▶ **Records from a point labeling set**:
----

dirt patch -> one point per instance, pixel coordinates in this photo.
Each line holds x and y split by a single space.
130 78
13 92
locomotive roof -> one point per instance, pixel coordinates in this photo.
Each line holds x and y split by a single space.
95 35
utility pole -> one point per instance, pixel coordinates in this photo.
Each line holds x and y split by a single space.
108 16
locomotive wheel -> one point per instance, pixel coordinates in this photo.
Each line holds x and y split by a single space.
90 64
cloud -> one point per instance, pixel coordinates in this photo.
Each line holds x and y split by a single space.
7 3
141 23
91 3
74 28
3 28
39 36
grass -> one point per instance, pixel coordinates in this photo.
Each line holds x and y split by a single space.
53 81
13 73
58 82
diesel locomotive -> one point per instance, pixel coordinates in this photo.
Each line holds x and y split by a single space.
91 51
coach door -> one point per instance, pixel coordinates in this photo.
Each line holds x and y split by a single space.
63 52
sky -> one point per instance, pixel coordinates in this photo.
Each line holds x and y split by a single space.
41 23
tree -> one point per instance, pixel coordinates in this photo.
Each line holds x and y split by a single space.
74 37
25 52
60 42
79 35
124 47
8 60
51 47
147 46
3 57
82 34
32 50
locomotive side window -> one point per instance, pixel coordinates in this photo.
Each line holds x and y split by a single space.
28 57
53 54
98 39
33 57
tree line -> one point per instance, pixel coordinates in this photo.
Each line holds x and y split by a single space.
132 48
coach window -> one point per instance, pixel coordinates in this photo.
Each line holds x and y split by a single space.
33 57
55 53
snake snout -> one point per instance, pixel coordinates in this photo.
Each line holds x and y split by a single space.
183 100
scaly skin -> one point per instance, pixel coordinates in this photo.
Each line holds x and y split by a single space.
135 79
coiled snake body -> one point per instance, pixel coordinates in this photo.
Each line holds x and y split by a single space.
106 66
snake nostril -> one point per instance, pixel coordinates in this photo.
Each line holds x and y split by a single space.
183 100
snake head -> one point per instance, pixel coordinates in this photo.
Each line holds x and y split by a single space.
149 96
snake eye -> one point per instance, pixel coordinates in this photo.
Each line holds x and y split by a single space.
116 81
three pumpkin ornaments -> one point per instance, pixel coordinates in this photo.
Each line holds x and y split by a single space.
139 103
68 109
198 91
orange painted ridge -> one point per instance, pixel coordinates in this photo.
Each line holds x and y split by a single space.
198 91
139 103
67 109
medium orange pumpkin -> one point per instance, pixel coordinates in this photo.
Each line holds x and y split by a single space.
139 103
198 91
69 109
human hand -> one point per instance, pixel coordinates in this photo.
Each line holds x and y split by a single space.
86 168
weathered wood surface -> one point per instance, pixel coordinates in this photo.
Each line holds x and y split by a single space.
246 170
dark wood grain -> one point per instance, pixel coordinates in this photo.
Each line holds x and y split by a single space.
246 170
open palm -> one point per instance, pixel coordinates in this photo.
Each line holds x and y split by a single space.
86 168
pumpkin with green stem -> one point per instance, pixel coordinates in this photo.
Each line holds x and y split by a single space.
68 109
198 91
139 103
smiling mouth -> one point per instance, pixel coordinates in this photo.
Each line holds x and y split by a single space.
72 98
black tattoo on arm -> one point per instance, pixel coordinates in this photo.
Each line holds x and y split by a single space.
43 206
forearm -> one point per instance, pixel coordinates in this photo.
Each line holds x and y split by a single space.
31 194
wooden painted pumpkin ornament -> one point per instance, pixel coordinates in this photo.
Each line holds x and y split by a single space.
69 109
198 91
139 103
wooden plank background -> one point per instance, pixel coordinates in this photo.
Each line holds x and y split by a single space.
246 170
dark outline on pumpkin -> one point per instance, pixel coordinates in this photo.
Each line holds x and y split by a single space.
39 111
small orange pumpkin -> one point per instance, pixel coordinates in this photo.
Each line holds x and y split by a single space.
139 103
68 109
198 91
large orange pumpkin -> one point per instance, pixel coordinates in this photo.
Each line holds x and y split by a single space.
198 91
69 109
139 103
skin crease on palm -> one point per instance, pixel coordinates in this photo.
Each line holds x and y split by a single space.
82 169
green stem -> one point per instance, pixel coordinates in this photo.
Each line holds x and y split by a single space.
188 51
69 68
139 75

----

▶ **WRITTEN REQUEST**: Your task is to repeat every line exactly.

▶ **CORRECT RESULT**:
dirt patch -> one point per instance, pixel coordinates in this photo.
Each line holds x and y split by a single space.
130 78
13 92
locomotive roof -> one point per instance, pixel coordinates in this photo.
Each line holds x and y split by a single space.
95 35
utility pole -> one point per instance, pixel coordinates in this photo.
Each line holds x and y split by a single space.
108 16
locomotive wheel -> one point per instance, pixel coordinates in this photo.
Each line holds x and y split by a single space.
90 64
cloud -> one point per instance, pixel coordinates in this photo.
Each line holds x and y split by a single space.
7 3
141 23
91 3
74 28
3 28
39 36
grass -> one point per instance, pixel coordinates in this photo.
Each line holds x and y split by a single space.
53 81
13 73
58 82
diesel locomotive -> one point per instance, pixel coordinates in this photo.
Each line holds x and y split by a single space.
91 51
coach door -> one point per instance, pixel coordinates in this photo.
Each line holds x and y split by a single space.
63 52
sky -> one point per instance, pixel coordinates in this photo.
Each line holds x and y split by a single space.
41 23
tree -> one point per instance, pixel coordinates in this photo.
Each line holds x and y split by a single space.
74 37
25 52
60 42
79 35
124 47
8 60
51 47
147 46
3 57
82 34
32 50
locomotive side window -> one point per instance, pixel coordinates in this photo.
Each line holds x and y split by a single space.
28 57
53 54
98 39
33 57
tree line -> one point per instance, pixel coordinates in this photo.
Each line holds x and y split by a single space.
132 48
coach window -> one point per instance, pixel coordinates in this photo.
Each line holds x and y split by a single space.
33 57
55 53
snake snout -> one point per instance, pixel coordinates in this photo.
Each line holds x and y split by a single space.
183 100
scaly skin -> one point per instance, pixel coordinates in this photo.
Each line holds x and y split by a single space.
135 79
coiled snake body -> one point per instance, pixel coordinates in this photo.
Each line holds x and y split by a single space.
106 66
snake nostril -> one point per instance, pixel coordinates in this photo.
Each line holds x and y split by a single space.
183 100
snake head -> one point per instance, pixel coordinates in this photo.
Each line holds x and y split by a single space.
149 96
snake eye -> one point per instance, pixel coordinates in this photo.
Each line holds x and y split by a single space.
116 81
three pumpkin ornaments -> one point per instance, pixel coordinates in this photo.
Each line holds x and y split by a single space.
139 103
68 109
198 91
orange painted ridge -> one point per instance, pixel coordinates in this photo.
Each line holds x and y split by a single space.
198 91
139 103
67 109
medium orange pumpkin -> one point per instance, pixel coordinates in this photo.
Each line holds x and y split by a single space.
139 103
198 91
69 109
human hand -> one point per instance, pixel coordinates in this photo.
Each line holds x and y split by a single space.
86 168
weathered wood surface -> one point per instance, pixel coordinates in this photo.
Each line holds x and y split by a single space.
246 170
dark wood grain -> one point per instance, pixel coordinates in this photo.
Each line holds x and y split by a single space.
246 170
open palm -> one point per instance, pixel coordinates in this photo.
Each line holds x and y split by a single space.
86 168
pumpkin with green stem -> one point per instance, pixel coordinates in this photo.
Each line holds x and y split by a single space.
68 109
198 91
139 103
smiling mouth -> one point per instance, pixel coordinates in this photo.
Each line holds x and y split by a single space.
72 98
black tattoo on arm -> one point per instance, pixel coordinates in this photo.
Each line holds x and y split by a single space.
43 206
forearm -> one point per instance, pixel coordinates in this photo.
Each line holds x and y split by a single space.
31 194
wooden painted pumpkin ornament -> one point per instance, pixel coordinates in this photo.
Each line holds x and y split by a single space.
69 109
198 91
139 103
wooden plank background -> one point per instance, pixel coordinates in this photo.
Each line holds x and y split by a single space.
246 170
dark outline on pumpkin -> one point per instance, pixel coordinates in this photo.
Each line holds x and y split by a single space.
39 111
small orange pumpkin -> one point per instance, pixel coordinates in this photo.
Each line holds x and y split by a single space.
139 103
68 109
198 91
large orange pumpkin -> one point per instance, pixel coordinates in this photo.
Each line holds x and y split by a single space.
198 91
69 109
139 103
skin crease on palm -> one point per instance, pixel coordinates in this photo.
Each line holds x and y split by a single space.
82 169
green stem -> one point per instance, pixel coordinates in this photo.
Each line holds x and y split by a single space.
188 51
69 68
139 75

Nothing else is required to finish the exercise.